▶ **SUPPLIED MATERIAL**
▼
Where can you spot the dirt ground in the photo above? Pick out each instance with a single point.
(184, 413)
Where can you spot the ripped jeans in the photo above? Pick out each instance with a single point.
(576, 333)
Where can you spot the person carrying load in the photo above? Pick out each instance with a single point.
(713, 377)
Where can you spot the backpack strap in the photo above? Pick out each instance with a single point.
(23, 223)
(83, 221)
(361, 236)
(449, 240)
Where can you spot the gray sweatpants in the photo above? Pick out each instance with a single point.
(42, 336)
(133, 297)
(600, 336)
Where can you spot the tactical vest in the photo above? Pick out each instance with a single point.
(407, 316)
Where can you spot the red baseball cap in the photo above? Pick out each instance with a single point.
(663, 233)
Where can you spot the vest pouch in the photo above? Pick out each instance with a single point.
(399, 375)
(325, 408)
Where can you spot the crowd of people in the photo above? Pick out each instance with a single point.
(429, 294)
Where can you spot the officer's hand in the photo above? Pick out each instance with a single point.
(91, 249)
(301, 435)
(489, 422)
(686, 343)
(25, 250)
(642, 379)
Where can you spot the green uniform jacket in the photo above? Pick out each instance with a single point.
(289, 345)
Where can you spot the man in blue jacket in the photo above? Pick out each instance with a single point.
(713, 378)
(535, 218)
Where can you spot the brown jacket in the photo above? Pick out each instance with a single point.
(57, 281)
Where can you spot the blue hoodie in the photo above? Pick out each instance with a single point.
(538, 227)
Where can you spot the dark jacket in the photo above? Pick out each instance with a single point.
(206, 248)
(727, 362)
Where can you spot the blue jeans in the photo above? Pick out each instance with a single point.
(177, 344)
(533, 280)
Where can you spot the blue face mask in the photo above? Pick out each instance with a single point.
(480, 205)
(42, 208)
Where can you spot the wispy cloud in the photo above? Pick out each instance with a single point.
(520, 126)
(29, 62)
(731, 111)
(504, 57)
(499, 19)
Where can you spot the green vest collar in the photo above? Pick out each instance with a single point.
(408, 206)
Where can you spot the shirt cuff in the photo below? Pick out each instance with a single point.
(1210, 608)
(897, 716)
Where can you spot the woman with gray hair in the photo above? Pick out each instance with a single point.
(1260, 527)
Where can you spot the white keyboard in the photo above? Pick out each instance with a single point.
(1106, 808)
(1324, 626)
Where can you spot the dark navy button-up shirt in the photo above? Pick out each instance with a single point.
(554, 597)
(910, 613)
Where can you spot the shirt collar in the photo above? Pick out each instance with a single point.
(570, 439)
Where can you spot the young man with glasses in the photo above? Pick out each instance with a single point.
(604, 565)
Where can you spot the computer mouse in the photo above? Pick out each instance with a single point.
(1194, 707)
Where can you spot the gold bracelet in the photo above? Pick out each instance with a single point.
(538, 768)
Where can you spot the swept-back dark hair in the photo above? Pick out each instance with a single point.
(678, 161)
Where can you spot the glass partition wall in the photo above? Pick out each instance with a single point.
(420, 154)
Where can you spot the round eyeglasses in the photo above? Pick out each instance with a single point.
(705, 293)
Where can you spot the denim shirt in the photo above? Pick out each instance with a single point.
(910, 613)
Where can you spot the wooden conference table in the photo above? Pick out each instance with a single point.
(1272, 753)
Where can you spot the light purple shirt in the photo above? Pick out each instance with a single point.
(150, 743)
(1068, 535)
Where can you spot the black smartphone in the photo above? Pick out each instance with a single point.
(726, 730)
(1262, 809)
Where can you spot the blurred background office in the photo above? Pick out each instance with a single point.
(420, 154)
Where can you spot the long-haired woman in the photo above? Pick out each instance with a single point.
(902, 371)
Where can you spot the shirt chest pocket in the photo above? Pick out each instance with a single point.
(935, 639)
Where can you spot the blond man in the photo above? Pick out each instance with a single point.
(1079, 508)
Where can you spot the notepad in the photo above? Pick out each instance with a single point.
▲
▶ **EXERCISE INSTRUCTIONS**
Copy out all of the records above again, changing every "single point" to "single dot" and leaving everything else as it is.

▶ **THE REPLY**
Where can you spot the dirt ground in the photo above? Pick out each instance with a single dot.
(184, 413)
Where can you spot the ripped jeans in the photo above? Pick out each instance with a single dot.
(576, 333)
Where can you spot the person carrying load in the photo above? Pick out each instance with a single dot.
(713, 377)
Where can you spot the backpack strap in the photo above? Pick out each instance with a single dot.
(23, 223)
(83, 221)
(361, 236)
(449, 240)
Where can you spot the gray sweatpants in the photo above? Pick out each instance with a single dot.
(42, 336)
(133, 297)
(600, 336)
Where can you spot the tactical vest in the photo above? Pick out each instance with a single dot.
(407, 316)
Where can you spot the red baseball cap in the photo above? Pick out each instance with a single dot.
(663, 233)
Where can you spot the vest pouch in the photo above? Pick out each instance with a single dot.
(399, 375)
(325, 408)
Where can you spot the crowd of people in the photo above? Pick out each instance with a single dot.
(429, 294)
Where can you spot the officer's hand in the photo above? Pick out each instance with a single dot.
(91, 249)
(301, 435)
(489, 422)
(686, 343)
(25, 250)
(642, 379)
Where can you spot the green uniform jacket in the photo above? Pick out each instance with a single dot.
(289, 345)
Where can you spot the man in blue jacket in the photo above? Pick out each instance with a single dot.
(713, 378)
(535, 218)
Where can you spot the brown jacket in the photo above? Pick out each instance with a single dot.
(57, 281)
Where can you spot the blue hoodie in the photo above? Pick out each instance with a single dot.
(538, 227)
Where can you spot the dark jacket in the photo above? Pick out each instance with a single dot.
(206, 248)
(727, 362)
Where can you spot the blue jeans in the photo above? Pick out each instance with a single dot.
(177, 344)
(533, 280)
Where can you spot the blue face mask in the photo above? Pick out each instance with a single dot.
(480, 205)
(42, 208)
Where can you spot the wispy cloud in the photo above? Pick out each instance with a single dot.
(520, 126)
(29, 62)
(731, 111)
(504, 57)
(499, 19)
Where can you spot the green vest collar in the photo above? Pick out each instance with a single dot.
(408, 206)
Where can you spot the shirt cuff in the photo below? Pick out each instance with a single dot.
(1210, 608)
(897, 716)
Where can you spot the woman with gray hair in the photo above? Pick out each instance with a single dot.
(1260, 527)
Where can you spot the white keyboard in the photo above? Pick out each instance with a single dot.
(1106, 808)
(1324, 626)
Where can you spot the dark navy button-up shirt in the photo above? Pick out each instance with a single dot.
(554, 597)
(910, 613)
Where can you spot the shirt collar in the photo above? Pick out each instance with a single dot.
(570, 439)
Where can you spot the young man with glasses in the photo above? Pick out each instance with a single dot.
(604, 565)
Where can you spot the computer mouse in the photo above? Pick out each instance with a single dot.
(1194, 707)
Where can you spot the gold bracelet in the photo above? Pick out each instance with a single dot.
(538, 768)
Where can you spot the swept-back dark hair in the photo above? Pick out each instance with a single dot.
(678, 161)
Where can you spot the glass partition wall in the photo above? Pick out each instance with a single dot.
(420, 154)
Where can you spot the round eyeglasses in the photo above? Pick out each instance with a single dot.
(705, 293)
Where can you spot the denim shirt in the photo above? Pick out each instance with a single dot.
(910, 613)
Where can you spot the wooden conference table in the photo above? Pick out each instance with a single dot.
(1272, 753)
Where can you spot the light purple shirt in the photo above? Pick out each instance with a single dot.
(150, 743)
(1068, 535)
Where can you spot the black smartphone in the photo above? Pick out each instance with a single dot.
(726, 730)
(1262, 809)
Where can you spot the blurred background office in the photo above? Pick out each instance with a single dot.
(420, 154)
Where can you spot the long-haired woman in the photo above? Pick out each instance with a single dot.
(902, 371)
Where can you spot the shirt chest pocket in the photo above? Pick out each instance with a single dot.
(935, 639)
Where can you spot the blond man in the photo above? Pick out each instance with a single dot.
(1079, 508)
Where can you spot the notepad in the photo above? Pick out each instance with a single dot.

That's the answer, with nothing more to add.